* **PROVIDED DATA**
* * * * * * *

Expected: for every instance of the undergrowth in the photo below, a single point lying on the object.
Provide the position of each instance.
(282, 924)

* * * * * * *

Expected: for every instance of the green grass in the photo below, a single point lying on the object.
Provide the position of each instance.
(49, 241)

* * * * * * *

* **OBJECTIVE**
Select every line in the rows above that contains the word "photo", and reproduce each such line in full.

* **TASK SOLUTION**
Expected: for every instance of the undergrowth in the photo below, a single point lying on the object.
Expected: for every instance of the green grass in the photo below, a single point lying on the object.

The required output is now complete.